Your task:
Count the lines in the items below that contain the string "panel", matching case exactly. Reply with the number only.

[Position annotation items]

[BEGIN]

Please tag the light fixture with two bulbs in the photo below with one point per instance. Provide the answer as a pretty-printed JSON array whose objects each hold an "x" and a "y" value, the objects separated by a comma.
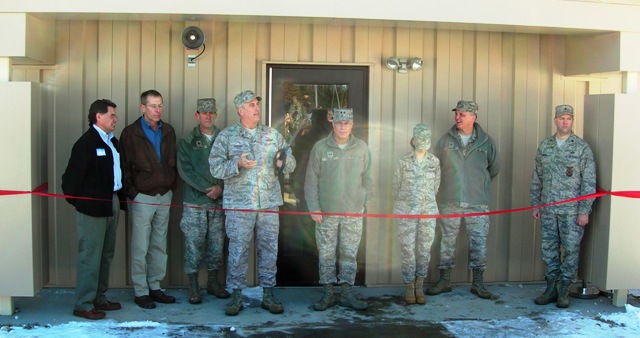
[{"x": 402, "y": 65}]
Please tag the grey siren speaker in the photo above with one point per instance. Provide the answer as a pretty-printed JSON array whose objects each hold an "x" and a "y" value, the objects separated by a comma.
[{"x": 192, "y": 37}]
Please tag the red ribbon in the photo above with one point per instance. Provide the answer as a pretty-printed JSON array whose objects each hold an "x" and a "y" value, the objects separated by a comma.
[{"x": 41, "y": 191}]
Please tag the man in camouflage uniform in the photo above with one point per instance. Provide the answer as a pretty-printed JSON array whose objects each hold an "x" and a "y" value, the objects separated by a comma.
[
  {"x": 469, "y": 160},
  {"x": 415, "y": 184},
  {"x": 338, "y": 180},
  {"x": 202, "y": 217},
  {"x": 246, "y": 156},
  {"x": 564, "y": 169}
]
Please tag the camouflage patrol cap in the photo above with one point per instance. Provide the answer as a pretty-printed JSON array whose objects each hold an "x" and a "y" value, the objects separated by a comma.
[
  {"x": 206, "y": 105},
  {"x": 342, "y": 114},
  {"x": 468, "y": 106},
  {"x": 564, "y": 109},
  {"x": 422, "y": 131},
  {"x": 244, "y": 97},
  {"x": 421, "y": 136}
]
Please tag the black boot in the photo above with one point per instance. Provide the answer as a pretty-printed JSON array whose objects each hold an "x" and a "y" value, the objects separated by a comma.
[
  {"x": 563, "y": 293},
  {"x": 443, "y": 285},
  {"x": 327, "y": 299},
  {"x": 194, "y": 289},
  {"x": 550, "y": 295},
  {"x": 477, "y": 288},
  {"x": 235, "y": 306},
  {"x": 270, "y": 303},
  {"x": 213, "y": 287}
]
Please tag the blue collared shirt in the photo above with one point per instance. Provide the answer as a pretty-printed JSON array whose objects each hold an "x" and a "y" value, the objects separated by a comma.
[
  {"x": 117, "y": 172},
  {"x": 154, "y": 136}
]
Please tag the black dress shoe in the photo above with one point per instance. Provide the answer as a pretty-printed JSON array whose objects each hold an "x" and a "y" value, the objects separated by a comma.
[
  {"x": 145, "y": 302},
  {"x": 161, "y": 297},
  {"x": 107, "y": 306},
  {"x": 89, "y": 314}
]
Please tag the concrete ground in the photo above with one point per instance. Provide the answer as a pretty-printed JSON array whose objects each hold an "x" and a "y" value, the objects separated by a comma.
[{"x": 387, "y": 314}]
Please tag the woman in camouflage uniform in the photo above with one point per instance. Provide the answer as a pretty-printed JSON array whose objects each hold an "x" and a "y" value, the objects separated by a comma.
[{"x": 415, "y": 184}]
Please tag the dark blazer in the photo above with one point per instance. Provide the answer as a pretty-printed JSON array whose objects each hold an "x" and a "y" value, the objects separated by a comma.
[{"x": 90, "y": 174}]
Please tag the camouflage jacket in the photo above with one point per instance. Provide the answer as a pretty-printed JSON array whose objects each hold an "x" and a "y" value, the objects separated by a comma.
[
  {"x": 467, "y": 171},
  {"x": 193, "y": 167},
  {"x": 338, "y": 180},
  {"x": 562, "y": 173},
  {"x": 254, "y": 188},
  {"x": 415, "y": 184}
]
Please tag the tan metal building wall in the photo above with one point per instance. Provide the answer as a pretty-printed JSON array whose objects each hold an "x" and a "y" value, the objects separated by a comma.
[{"x": 515, "y": 78}]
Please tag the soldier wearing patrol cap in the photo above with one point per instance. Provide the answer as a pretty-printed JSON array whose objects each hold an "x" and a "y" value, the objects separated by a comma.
[
  {"x": 415, "y": 184},
  {"x": 469, "y": 160},
  {"x": 338, "y": 180},
  {"x": 202, "y": 217},
  {"x": 244, "y": 155},
  {"x": 564, "y": 169}
]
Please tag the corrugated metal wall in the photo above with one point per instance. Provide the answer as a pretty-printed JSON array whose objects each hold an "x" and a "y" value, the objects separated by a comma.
[{"x": 515, "y": 78}]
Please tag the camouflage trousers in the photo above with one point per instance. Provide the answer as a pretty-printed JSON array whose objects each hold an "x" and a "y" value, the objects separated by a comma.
[
  {"x": 561, "y": 230},
  {"x": 338, "y": 236},
  {"x": 202, "y": 227},
  {"x": 415, "y": 237},
  {"x": 240, "y": 227},
  {"x": 477, "y": 231}
]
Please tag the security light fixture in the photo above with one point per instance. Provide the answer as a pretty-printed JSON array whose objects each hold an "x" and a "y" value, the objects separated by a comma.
[{"x": 402, "y": 65}]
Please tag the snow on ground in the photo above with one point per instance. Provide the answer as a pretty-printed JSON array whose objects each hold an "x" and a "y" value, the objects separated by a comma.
[
  {"x": 569, "y": 324},
  {"x": 578, "y": 323}
]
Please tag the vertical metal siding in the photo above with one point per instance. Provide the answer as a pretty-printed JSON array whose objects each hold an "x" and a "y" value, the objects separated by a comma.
[{"x": 515, "y": 78}]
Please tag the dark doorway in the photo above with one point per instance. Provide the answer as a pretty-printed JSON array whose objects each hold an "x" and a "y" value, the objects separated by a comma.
[{"x": 295, "y": 92}]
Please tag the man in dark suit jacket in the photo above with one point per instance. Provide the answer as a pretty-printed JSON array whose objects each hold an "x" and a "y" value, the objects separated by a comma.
[{"x": 92, "y": 183}]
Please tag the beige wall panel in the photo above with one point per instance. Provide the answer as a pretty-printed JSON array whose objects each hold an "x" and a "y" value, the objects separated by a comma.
[
  {"x": 319, "y": 43},
  {"x": 498, "y": 115},
  {"x": 221, "y": 75},
  {"x": 429, "y": 81},
  {"x": 334, "y": 34},
  {"x": 372, "y": 53},
  {"x": 104, "y": 68},
  {"x": 134, "y": 73},
  {"x": 305, "y": 48},
  {"x": 292, "y": 42},
  {"x": 262, "y": 53},
  {"x": 148, "y": 52},
  {"x": 234, "y": 59},
  {"x": 185, "y": 84},
  {"x": 119, "y": 96},
  {"x": 91, "y": 60},
  {"x": 277, "y": 45},
  {"x": 181, "y": 85}
]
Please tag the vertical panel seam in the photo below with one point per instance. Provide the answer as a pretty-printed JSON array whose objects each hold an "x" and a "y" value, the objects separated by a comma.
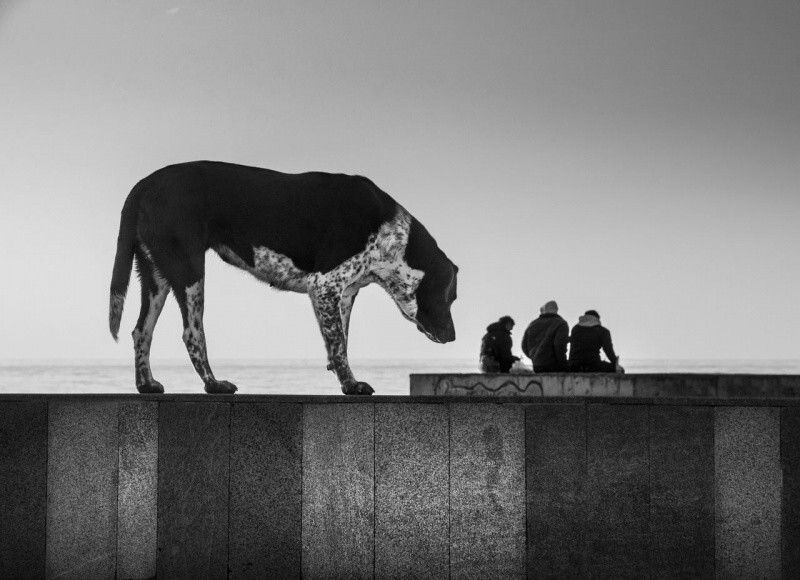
[
  {"x": 374, "y": 492},
  {"x": 449, "y": 491},
  {"x": 116, "y": 522},
  {"x": 228, "y": 527},
  {"x": 302, "y": 479},
  {"x": 649, "y": 495},
  {"x": 46, "y": 481}
]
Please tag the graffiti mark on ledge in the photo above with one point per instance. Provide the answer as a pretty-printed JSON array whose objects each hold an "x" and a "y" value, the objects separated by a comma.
[{"x": 446, "y": 386}]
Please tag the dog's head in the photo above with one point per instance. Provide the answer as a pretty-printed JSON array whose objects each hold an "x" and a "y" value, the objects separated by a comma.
[{"x": 436, "y": 291}]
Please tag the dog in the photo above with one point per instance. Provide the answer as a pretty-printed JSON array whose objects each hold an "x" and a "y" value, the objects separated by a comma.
[{"x": 327, "y": 235}]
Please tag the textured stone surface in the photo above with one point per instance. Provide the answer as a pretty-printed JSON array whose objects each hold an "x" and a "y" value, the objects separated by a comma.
[
  {"x": 193, "y": 451},
  {"x": 682, "y": 492},
  {"x": 23, "y": 489},
  {"x": 338, "y": 490},
  {"x": 82, "y": 490},
  {"x": 487, "y": 491},
  {"x": 138, "y": 485},
  {"x": 605, "y": 385},
  {"x": 790, "y": 496},
  {"x": 411, "y": 491},
  {"x": 748, "y": 492},
  {"x": 617, "y": 491},
  {"x": 556, "y": 478},
  {"x": 266, "y": 487}
]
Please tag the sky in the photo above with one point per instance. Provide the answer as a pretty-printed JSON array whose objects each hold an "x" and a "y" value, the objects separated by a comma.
[{"x": 640, "y": 158}]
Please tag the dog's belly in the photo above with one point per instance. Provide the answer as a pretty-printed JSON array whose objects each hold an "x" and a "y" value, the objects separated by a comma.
[{"x": 271, "y": 267}]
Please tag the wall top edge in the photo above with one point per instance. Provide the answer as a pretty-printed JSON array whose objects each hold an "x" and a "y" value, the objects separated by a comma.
[
  {"x": 392, "y": 399},
  {"x": 615, "y": 376}
]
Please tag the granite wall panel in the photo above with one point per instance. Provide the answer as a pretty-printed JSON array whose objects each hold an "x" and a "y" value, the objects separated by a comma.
[
  {"x": 555, "y": 451},
  {"x": 487, "y": 490},
  {"x": 265, "y": 490},
  {"x": 138, "y": 486},
  {"x": 193, "y": 451},
  {"x": 411, "y": 491},
  {"x": 83, "y": 454},
  {"x": 23, "y": 489},
  {"x": 338, "y": 490},
  {"x": 790, "y": 491},
  {"x": 682, "y": 492},
  {"x": 617, "y": 491},
  {"x": 748, "y": 492}
]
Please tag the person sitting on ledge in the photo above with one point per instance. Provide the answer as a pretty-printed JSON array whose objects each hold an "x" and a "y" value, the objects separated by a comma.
[
  {"x": 496, "y": 344},
  {"x": 545, "y": 341},
  {"x": 587, "y": 339}
]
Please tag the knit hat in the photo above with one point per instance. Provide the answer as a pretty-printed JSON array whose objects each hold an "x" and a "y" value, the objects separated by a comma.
[
  {"x": 549, "y": 308},
  {"x": 591, "y": 318}
]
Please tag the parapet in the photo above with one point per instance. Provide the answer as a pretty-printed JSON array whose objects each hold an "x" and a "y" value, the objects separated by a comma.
[
  {"x": 210, "y": 486},
  {"x": 719, "y": 386}
]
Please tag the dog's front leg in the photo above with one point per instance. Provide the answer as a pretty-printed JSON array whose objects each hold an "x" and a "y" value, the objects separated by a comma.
[{"x": 327, "y": 302}]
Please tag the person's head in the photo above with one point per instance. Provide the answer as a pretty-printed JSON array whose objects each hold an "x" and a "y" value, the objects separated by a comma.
[{"x": 549, "y": 308}]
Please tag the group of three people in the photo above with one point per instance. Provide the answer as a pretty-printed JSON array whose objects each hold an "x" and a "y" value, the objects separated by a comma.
[{"x": 545, "y": 343}]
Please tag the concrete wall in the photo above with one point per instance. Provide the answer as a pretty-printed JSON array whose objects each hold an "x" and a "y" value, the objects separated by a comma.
[
  {"x": 390, "y": 487},
  {"x": 604, "y": 385}
]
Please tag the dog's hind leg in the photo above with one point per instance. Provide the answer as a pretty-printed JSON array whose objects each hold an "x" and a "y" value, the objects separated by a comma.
[
  {"x": 190, "y": 300},
  {"x": 154, "y": 293},
  {"x": 328, "y": 308}
]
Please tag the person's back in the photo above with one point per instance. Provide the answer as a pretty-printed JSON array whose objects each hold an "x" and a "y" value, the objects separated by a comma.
[
  {"x": 587, "y": 339},
  {"x": 545, "y": 340},
  {"x": 496, "y": 347}
]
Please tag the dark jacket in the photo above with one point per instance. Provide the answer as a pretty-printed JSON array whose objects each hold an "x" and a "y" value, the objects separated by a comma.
[
  {"x": 545, "y": 342},
  {"x": 586, "y": 340},
  {"x": 497, "y": 344}
]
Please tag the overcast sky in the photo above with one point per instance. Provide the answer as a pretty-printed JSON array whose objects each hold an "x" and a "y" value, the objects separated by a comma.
[{"x": 641, "y": 158}]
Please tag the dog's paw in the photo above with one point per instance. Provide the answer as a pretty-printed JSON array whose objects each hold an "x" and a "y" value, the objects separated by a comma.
[
  {"x": 220, "y": 388},
  {"x": 357, "y": 389},
  {"x": 151, "y": 388}
]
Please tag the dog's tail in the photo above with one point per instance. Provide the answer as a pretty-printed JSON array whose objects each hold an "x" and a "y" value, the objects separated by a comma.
[{"x": 123, "y": 263}]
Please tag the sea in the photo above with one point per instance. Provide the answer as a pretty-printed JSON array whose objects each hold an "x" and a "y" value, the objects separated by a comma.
[{"x": 300, "y": 376}]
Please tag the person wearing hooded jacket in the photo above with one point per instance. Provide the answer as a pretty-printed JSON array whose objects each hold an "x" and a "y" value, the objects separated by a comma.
[
  {"x": 588, "y": 337},
  {"x": 496, "y": 344},
  {"x": 545, "y": 340}
]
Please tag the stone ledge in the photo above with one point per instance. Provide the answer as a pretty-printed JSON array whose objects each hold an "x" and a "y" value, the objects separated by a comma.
[{"x": 719, "y": 386}]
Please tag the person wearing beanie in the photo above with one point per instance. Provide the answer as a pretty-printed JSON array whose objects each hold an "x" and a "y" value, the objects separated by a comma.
[
  {"x": 587, "y": 339},
  {"x": 545, "y": 340},
  {"x": 496, "y": 344}
]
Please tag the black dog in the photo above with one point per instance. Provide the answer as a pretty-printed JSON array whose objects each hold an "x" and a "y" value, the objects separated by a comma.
[{"x": 318, "y": 233}]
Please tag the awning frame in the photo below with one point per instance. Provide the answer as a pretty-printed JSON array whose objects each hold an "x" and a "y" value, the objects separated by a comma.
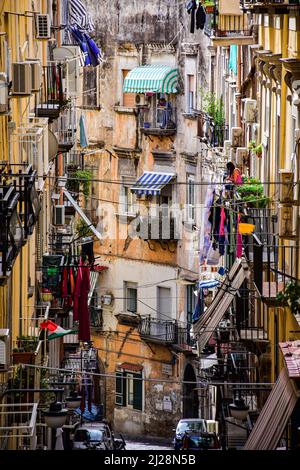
[
  {"x": 151, "y": 186},
  {"x": 82, "y": 214}
]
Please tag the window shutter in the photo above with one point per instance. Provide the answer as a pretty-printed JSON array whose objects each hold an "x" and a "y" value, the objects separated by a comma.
[
  {"x": 119, "y": 389},
  {"x": 138, "y": 393}
]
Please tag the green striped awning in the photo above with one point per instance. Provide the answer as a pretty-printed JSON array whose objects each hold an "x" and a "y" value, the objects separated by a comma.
[{"x": 151, "y": 78}]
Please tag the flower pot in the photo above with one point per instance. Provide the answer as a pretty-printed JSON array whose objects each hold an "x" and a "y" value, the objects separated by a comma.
[{"x": 23, "y": 357}]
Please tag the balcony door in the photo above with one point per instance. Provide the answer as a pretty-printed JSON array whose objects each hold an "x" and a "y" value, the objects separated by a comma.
[{"x": 164, "y": 305}]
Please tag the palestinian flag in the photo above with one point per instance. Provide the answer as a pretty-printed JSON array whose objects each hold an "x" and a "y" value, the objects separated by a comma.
[{"x": 55, "y": 330}]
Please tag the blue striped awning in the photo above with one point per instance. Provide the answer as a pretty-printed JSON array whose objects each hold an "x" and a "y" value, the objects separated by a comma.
[
  {"x": 151, "y": 183},
  {"x": 151, "y": 78}
]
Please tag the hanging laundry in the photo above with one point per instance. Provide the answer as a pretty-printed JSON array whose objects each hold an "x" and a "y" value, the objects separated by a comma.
[
  {"x": 200, "y": 17},
  {"x": 199, "y": 308},
  {"x": 79, "y": 16},
  {"x": 84, "y": 141},
  {"x": 222, "y": 232},
  {"x": 233, "y": 59},
  {"x": 239, "y": 242},
  {"x": 81, "y": 309},
  {"x": 191, "y": 7}
]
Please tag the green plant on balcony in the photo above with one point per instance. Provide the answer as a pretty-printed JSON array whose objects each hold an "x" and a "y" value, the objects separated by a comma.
[
  {"x": 209, "y": 6},
  {"x": 80, "y": 180},
  {"x": 290, "y": 297},
  {"x": 251, "y": 192},
  {"x": 26, "y": 343},
  {"x": 214, "y": 107},
  {"x": 82, "y": 229},
  {"x": 257, "y": 149}
]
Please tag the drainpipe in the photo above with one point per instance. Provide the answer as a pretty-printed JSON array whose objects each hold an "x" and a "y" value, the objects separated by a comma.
[
  {"x": 239, "y": 81},
  {"x": 285, "y": 36}
]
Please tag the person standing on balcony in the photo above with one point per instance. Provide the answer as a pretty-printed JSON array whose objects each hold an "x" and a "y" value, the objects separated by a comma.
[{"x": 234, "y": 174}]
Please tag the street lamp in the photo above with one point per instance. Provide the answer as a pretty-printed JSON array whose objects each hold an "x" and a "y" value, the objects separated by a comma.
[
  {"x": 73, "y": 401},
  {"x": 239, "y": 409},
  {"x": 56, "y": 416}
]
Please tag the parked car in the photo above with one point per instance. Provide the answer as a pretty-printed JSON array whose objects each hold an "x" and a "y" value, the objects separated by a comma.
[
  {"x": 193, "y": 434},
  {"x": 93, "y": 437}
]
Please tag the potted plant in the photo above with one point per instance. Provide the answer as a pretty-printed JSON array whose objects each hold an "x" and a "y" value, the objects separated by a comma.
[
  {"x": 251, "y": 193},
  {"x": 258, "y": 150},
  {"x": 209, "y": 6},
  {"x": 290, "y": 297}
]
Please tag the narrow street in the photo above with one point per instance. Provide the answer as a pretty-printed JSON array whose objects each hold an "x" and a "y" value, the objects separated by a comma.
[
  {"x": 149, "y": 225},
  {"x": 147, "y": 445}
]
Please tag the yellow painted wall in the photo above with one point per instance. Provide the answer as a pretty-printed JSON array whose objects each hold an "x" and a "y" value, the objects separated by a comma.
[{"x": 19, "y": 34}]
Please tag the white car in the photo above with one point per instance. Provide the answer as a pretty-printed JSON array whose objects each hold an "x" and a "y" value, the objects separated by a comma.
[{"x": 93, "y": 437}]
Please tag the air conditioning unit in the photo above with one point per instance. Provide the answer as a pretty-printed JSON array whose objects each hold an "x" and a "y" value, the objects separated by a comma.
[
  {"x": 227, "y": 147},
  {"x": 36, "y": 77},
  {"x": 286, "y": 221},
  {"x": 141, "y": 99},
  {"x": 3, "y": 93},
  {"x": 43, "y": 27},
  {"x": 4, "y": 350},
  {"x": 59, "y": 215},
  {"x": 250, "y": 108},
  {"x": 21, "y": 78},
  {"x": 242, "y": 156},
  {"x": 286, "y": 191},
  {"x": 236, "y": 136}
]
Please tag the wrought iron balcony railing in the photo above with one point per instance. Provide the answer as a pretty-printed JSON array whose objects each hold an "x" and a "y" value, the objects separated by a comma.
[
  {"x": 23, "y": 178},
  {"x": 264, "y": 5},
  {"x": 158, "y": 120},
  {"x": 11, "y": 230},
  {"x": 51, "y": 98},
  {"x": 160, "y": 228},
  {"x": 64, "y": 128},
  {"x": 220, "y": 25},
  {"x": 166, "y": 332}
]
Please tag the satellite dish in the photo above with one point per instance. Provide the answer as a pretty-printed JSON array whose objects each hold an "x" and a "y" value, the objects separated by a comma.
[
  {"x": 63, "y": 53},
  {"x": 52, "y": 145}
]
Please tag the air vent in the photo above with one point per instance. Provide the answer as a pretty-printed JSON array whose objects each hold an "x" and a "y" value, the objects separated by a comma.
[
  {"x": 21, "y": 78},
  {"x": 36, "y": 76},
  {"x": 43, "y": 27},
  {"x": 3, "y": 93},
  {"x": 59, "y": 215},
  {"x": 4, "y": 350}
]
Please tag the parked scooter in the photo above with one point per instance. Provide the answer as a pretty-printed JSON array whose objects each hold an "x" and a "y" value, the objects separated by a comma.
[{"x": 120, "y": 444}]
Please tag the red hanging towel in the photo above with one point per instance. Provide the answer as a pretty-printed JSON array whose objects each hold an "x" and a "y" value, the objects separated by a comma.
[
  {"x": 83, "y": 308},
  {"x": 77, "y": 291},
  {"x": 64, "y": 284}
]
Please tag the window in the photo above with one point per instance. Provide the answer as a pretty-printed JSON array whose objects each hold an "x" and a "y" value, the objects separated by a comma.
[
  {"x": 164, "y": 303},
  {"x": 131, "y": 297},
  {"x": 190, "y": 198},
  {"x": 128, "y": 98},
  {"x": 127, "y": 198},
  {"x": 190, "y": 93},
  {"x": 190, "y": 302},
  {"x": 129, "y": 389},
  {"x": 90, "y": 93}
]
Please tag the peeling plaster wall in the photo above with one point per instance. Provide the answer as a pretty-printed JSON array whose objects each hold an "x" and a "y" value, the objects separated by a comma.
[{"x": 132, "y": 33}]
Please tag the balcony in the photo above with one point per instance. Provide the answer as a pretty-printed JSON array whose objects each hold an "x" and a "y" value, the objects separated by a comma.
[
  {"x": 64, "y": 128},
  {"x": 23, "y": 178},
  {"x": 29, "y": 142},
  {"x": 208, "y": 131},
  {"x": 158, "y": 121},
  {"x": 11, "y": 230},
  {"x": 264, "y": 6},
  {"x": 31, "y": 346},
  {"x": 166, "y": 333},
  {"x": 225, "y": 28},
  {"x": 158, "y": 228},
  {"x": 51, "y": 98}
]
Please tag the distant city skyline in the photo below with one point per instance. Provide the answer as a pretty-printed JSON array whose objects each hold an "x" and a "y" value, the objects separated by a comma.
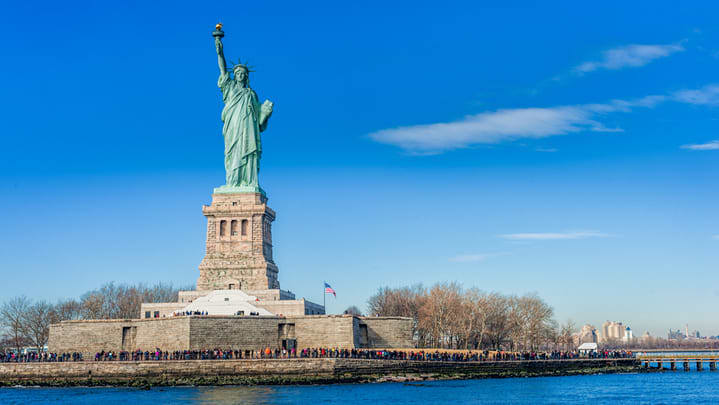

[END]

In response:
3